__SOURCE PASSAGE__.
The sauce for this pasta consists of two main ingredients, Gorgonzola Dolce and toasted walnuts. We used the Gnocchi Sardi that I wrote about last week (click here) but you can use any pasta shape that allows good surface space for the sauce to bond. Simply melt some chunks of cheese in a pan of a tablespoon or two of heated olive oil, add the toasted walnuts and combine with the cooked pasta.
In Italy, as in all cultures, recipes are handed down from generation to generation, from mothers to daughters, and from fathers to sons. Many of the recipes in this blog come from Adelina, who taught us how to make our favorite foods from her table. She, in turn, learned these recipes from her mother and from generations of mothers feeding their families all throughout Italy.
Enzo, Marco’s father, also plays an important role. He is often in the background, ready at a moments notice to lend a helping hand. If Adelina is making her stuffed zucchini blossoms, Enzo is out in the backyard shed deep-frying the tasty delights to crispy perfection. If we are having a grigliatta, Enzo is out in the back yard barbecue, grilling the meats. And, whenever Adelina makes pasta, silently and with barely a word passing between them, Enzo performs the pasta dance with Adelina; a carefully coordinated production with finesse.

__GIVEN DATA__.
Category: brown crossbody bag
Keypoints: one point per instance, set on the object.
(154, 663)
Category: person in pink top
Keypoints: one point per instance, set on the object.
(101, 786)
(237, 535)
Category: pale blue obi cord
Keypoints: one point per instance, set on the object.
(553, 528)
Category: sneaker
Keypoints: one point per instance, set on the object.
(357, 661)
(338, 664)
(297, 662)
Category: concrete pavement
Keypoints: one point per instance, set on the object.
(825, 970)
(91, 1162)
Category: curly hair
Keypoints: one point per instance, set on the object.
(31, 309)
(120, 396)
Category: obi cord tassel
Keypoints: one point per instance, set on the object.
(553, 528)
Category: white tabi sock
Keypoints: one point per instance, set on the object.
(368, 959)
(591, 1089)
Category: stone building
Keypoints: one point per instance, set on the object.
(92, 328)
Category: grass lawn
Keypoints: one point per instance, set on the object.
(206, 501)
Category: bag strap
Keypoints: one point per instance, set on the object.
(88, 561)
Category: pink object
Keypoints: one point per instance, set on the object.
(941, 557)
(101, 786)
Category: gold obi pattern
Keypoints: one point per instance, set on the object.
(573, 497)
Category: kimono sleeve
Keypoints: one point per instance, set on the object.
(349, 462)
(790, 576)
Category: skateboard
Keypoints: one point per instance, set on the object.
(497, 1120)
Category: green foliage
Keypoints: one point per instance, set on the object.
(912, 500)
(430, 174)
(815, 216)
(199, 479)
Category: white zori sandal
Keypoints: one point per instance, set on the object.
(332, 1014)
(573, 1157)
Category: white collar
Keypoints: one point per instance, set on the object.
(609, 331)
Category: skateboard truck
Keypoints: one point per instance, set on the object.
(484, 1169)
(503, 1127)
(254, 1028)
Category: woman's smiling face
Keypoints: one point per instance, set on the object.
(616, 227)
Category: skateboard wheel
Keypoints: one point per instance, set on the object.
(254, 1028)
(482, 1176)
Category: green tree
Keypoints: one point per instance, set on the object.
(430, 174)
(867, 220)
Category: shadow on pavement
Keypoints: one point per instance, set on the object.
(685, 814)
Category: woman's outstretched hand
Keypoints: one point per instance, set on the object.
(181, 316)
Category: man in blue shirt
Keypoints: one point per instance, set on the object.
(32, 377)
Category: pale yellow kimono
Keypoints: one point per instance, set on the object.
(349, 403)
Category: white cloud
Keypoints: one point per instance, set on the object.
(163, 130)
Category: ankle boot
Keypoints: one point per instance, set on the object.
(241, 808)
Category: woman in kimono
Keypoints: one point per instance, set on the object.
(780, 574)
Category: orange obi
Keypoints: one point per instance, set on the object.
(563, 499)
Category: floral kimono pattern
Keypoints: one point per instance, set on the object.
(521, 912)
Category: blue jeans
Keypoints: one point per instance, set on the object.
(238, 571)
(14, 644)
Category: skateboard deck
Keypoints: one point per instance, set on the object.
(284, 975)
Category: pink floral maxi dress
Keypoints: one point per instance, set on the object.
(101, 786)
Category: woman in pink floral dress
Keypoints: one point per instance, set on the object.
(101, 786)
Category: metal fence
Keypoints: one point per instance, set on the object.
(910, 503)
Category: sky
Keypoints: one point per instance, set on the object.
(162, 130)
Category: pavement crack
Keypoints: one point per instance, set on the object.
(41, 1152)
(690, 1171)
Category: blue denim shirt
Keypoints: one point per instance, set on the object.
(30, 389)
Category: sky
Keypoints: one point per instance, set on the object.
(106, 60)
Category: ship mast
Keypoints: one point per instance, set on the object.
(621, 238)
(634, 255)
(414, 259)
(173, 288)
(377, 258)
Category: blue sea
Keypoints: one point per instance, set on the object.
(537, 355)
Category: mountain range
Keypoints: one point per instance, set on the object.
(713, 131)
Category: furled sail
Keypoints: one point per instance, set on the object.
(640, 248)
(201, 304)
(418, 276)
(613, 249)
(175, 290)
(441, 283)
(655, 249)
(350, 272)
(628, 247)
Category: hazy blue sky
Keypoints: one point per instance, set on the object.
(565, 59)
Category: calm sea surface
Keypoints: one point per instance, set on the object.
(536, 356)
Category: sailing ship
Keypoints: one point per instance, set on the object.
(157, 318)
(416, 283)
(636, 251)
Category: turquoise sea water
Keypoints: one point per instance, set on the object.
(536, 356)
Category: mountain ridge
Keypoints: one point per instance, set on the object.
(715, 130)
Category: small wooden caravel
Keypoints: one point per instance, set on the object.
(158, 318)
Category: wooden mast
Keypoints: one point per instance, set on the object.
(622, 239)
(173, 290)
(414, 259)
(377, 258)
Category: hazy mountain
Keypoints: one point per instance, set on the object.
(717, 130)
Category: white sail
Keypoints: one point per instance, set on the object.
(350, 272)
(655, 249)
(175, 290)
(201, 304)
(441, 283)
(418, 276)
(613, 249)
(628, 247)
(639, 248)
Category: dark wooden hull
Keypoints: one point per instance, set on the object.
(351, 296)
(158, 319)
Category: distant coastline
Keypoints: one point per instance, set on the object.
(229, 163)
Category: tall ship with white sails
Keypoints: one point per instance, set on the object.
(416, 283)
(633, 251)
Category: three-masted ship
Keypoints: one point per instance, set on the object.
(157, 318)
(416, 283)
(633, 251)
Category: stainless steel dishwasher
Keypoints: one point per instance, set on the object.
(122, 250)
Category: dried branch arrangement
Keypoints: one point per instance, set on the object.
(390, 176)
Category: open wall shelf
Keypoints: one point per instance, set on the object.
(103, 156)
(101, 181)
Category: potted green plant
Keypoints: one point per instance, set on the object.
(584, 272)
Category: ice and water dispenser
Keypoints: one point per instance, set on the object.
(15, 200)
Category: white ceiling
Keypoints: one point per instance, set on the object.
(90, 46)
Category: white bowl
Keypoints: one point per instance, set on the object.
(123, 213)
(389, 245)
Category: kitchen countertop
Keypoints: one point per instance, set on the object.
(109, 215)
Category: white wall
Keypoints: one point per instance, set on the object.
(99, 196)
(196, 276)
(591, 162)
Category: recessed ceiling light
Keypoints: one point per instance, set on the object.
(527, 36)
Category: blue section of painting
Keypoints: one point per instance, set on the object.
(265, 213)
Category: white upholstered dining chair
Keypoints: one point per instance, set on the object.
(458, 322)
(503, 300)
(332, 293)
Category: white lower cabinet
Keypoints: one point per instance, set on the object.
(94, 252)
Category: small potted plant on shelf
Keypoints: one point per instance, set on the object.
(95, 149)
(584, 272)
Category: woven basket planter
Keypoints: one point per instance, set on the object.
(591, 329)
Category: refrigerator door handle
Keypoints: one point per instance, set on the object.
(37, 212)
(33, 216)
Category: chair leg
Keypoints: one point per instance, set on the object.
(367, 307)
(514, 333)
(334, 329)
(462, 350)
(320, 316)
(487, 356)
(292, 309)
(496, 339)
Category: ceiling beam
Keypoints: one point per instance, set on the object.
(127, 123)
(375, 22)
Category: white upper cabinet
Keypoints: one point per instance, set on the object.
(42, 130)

__REQUIRED WORK__.
Reproduce the section of the pasta passage between "The sauce for" and "the cooked pasta.", inclusive. The records play no part in this work.

__TASK SOLUTION__.
The sauce for this pasta consists of two main ingredients, Gorgonzola Dolce and toasted walnuts. We used the Gnocchi Sardi that I wrote about last week (click here) but you can use any pasta shape that allows good surface space for the sauce to bond. Simply melt some chunks of cheese in a pan of a tablespoon or two of heated olive oil, add the toasted walnuts and combine with the cooked pasta.